__Page extract__
▼

Thursday, November 30, 2006

What if there were only four people in the world, and two of them were assholes?

Just got back from Profile Theatre's production of "Fat Pig," which has been extended like 60 times because all of Chicago has a huge crush on the title character. She's played by Deborah Hearst, an actress so thoroughly charming that she nearly throws the entire premise of the play. Her character, Helen, lives in this awful tiny world where fat girls will never be loved, but honey, it's a traverse theatre. I looked right across the stage and saw an audience of the smitten.

She has pretty killer chemistry with Tom, the real main character, while giving every impression of being out of his league. He's a weak man, with awful friends, and geeky on the essential level (ie, lost and unsure), but dammed if they aren't completely adorable together. Against my better judgement (this is a Labute play, after all), my romantic comedy rah-rah juices got going. I was emotionally involved to the point that I wanted to take off my shoe and throw it at the villain.

Of course (and this doesn't qualify as a spoiler), Tom's smarmy little co-worker/male buddy and psychotic but toned coworker/ex eventually crush the relationship by being meanies. And this hurt, and hit home as it happened, but it didn't quite succeed as a "scathing indictment." I know society is pretty rough on the overweight, but the two meanies were way too over the top to make me, I don't know, question my own behavior or that of anyone I know. (This was in the writing, btw, not the performances.) They were worthless people. Why would any human being talk to them for more than two minutes?

Of course, this is often my problem when watching claustrophobic four-person dramas that expose the vicious deceit in romance and other relations. I just want to scream "Meet some goddamn new people!" Seriously. There are other people in the world, right? Take your girlfriend and go looking for them.

Saturday, November 25, 2006

Christmas is the best time of the year...

...to be drunk. Ah. I just got back from 500 Clown Christmas Carol. Children, I've been ill lately, so ill and fatigued that I seriously considered skipping a party being thrown in my own apartment. But no longer! 500 Clown has reignited my holiday spirit. Using nothing but pop music and worrying stunts. For indeed, one MUST dance like a monkey if one wants to dance. Excuse me, there's a party happening over there that I must attend to.

▲

__Problem requirements__
Resume the theater blog, writing onward from its final sentence. The material that comes next is drawn from a separate source and has no connection to the theater blog.

__Source excerpt__
▼

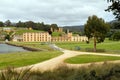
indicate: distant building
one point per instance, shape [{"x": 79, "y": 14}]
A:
[{"x": 17, "y": 38}]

▲

__Task output__
Thursday, November 23, 2006

Crushin' on Russians

Last night, I saw the imported Russian all-male 12th Night at Chicago Shakespeare. Sorry it took me so long to post. I had much drinking to do last night, and much eating to do today. Sneck up!

Anyway, lovely, wonderful production, populated by fit slavic dreamboats who are, to the man, glittering film stars in the mother country, appearing in such movies as "Investigation is Led by Experts" and "Siberian Barber."* (The audience was packed with swooning emigrees.) Unlike most English- speaking glittering film stars, these boys can act on stage. Lots to enjoy, but my unrealistic crush of the night turned out to be their Feste. On stage, he was basically Boy George. But how cute at the after party!

I should pause here, and admit a deep, silly, stereotype-laden love for all things Russian. I find the culture- which I know mostly through the literature- to be both touching and hilarious in its extremity. Read a capsule biography of Dostoyevsky and perhaps you'll see what I mean. One cannot choose but laugh. I'm sure it has nothing to do with reality, but often I'll read or hea about something that elicits this unique conception of misery and meaning and say "Ah! how delightfully Russian!" Anyway you could tell this was a Russian version of 12th Night, because the famous party scene didn't really get going until after Toby socked Maria in the jaw. That is, first we lie on the floor weeping, then we down four or five shots of vodka, and THEN we can really start to have a good time.



*titles of films are not made up.

Saturday, November 11, 2006

B is for Basil, assaulted by bears

Just returned from Gorey Stories, at the Viaduct, a show-with-music based on Edward Gorey's beloved, laconic, and unsettling books. Despite having been mounted twice before, the show had a slight case of the opening night stumbles. Or maybe not. There was something odd about the pacing, and it was hard to figure out if it was intentional. It was - an extra beat- after practically everything that happened. And before practically everything else that happened. And it kept the evening from taking off.

Here's what they did right- wonderfully detailed costumes that could have stepped right off the page. Several really funny performers- particularly the men, and particularly little Henry. And some quite nice music from live musicians.

The trick with story theatre, I believe, is generally to keep the flow going. You want to avoid saying something, and THEN having somebody do it. This happened in "Gorey Stories" pretty much constantly. My date for the night suggested that the pauses were an attempt to capture Gorey's essential dryness- the spare words that face you every time you flip the page. But then many members of the cast performed in a way that was positively wet- making Gorey's mildly deformed characters positively grotesque. I think the show could be really lovely with some cuts to the first act, a severe pacing adjustment, and a lighter touch from the actors. Oh, and thicker make-up. White-face works, people! So cake it on, and don't be shy.

Click for show details...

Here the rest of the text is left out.